Given passage:
Sounding Out with the OLPC XO
My machine runs the ALSA sound system in version 1.0.14. Running dmesg reports that the ALSA device list consists of the CS5535 audio hardware at base address 0x1480 on IRQ5, and modinfo reports that the cs5535audio driver includes only one significant option, a workaround for certain faulty AC97 implementations.
Under normal circumstances, ALSA is completely transparent to the user. Activities (that is, the XO's programs) access the kernel sound services with no intervention from the user, and sound pours forth from the speakers. The expected ALSA utilities are all available from the command prompt, though only to the root user. Alsamixer correctly identifies the CS5535 as the sound card and the AD1888 as the audio chipset, and the range of mixer controls is impressive, particularly with regard to the surround sound capabilities of the AC97. Given this transparency, there isn't much else to add regarding ALSA on the XO. However, readers who want to know more details about the CS5535 audio driver should read the papers by Jaya Kumar, developer of the cs5535audio driver (see Resources for links to his presentations at the Linux Audio Conference 2007 and at FOSS/India 2006).
The XO is designed for the explorative mind. With regard to basic sound, the default system provides activities for simple audio recording and playback in various formats. However, the system's real audio attractions are found in the TamTam activities.
TamTam is a suite of four programs designed for exploring and experimenting with sound and music creation. At first glance, they may seem to be attractive toys, but I can verify that these applications are powerful enough to keep experienced musicians busy with their possibilities. The TamTam designers have created a unique blend of Python and Csound and presented the concoction to the user in an interface that completely conceals its technical foundations. The GUIs are easy to comprehend, and users need no knowledge of Csound or Python or even music to start composing, jamming and making their own sounds.
Alas, there isn't space in this article to describe each program in the suite fully, so I present each application briefly and advise interested readers to listen to the XO audio demos I've posted at linux-sound.org (see Resources).

Records provided:
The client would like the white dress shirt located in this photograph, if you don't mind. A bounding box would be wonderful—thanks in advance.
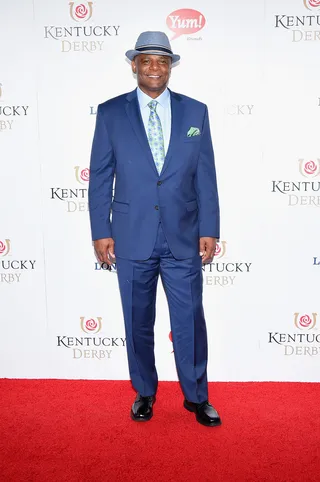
[137,87,171,154]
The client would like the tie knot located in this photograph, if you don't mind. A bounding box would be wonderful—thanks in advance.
[148,100,158,112]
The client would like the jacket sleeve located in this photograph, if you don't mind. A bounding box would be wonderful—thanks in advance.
[195,107,220,238]
[89,105,115,240]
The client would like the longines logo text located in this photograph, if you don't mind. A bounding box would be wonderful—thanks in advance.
[50,166,90,213]
[271,159,320,207]
[57,316,126,360]
[202,241,252,288]
[0,239,36,285]
[44,2,120,53]
[0,83,29,134]
[274,0,320,42]
[268,313,320,356]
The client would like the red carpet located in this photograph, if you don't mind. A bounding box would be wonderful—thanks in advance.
[0,380,320,482]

Task 1: Summarize the XO sound article in two sentences.
Task 2: Reproduce verbatim the stretch of the XO sound article from "The XO is designed" through "their own sounds.".

Written solution 1: The XO runs ALSA 1.0.14 with the cs5535audio driver, and under normal circumstances ALSA is completely transparent to the user, with activities reaching the kernel sound services without any user intervention. Beyond basic recording and playback, the real audio attractions are the TamTam activities, a suite of four programs that blends Python and Csound in an interface that lets users compose, jam and make sounds without knowing Csound, Python or music.

Written solution 2:
The XO is designed for the explorative mind. With regard to basic sound, the default system provides activities for simple audio recording and playback in various formats. However, the system's real audio attractions are found in the TamTam activities.
TamTam is a suite of four programs designed for exploring and experimenting with sound and music creation. At first glance, they may seem to be attractive toys, but I can verify that these applications are powerful enough to keep experienced musicians busy with their possibilities. The TamTam designers have created a unique blend of Python and Csound and presented the concoction to the user in an interface that completely conceals its technical foundations. The GUIs are easy to comprehend, and users need no knowledge of Csound or Python or even music to start composing, jamming and making their own sounds.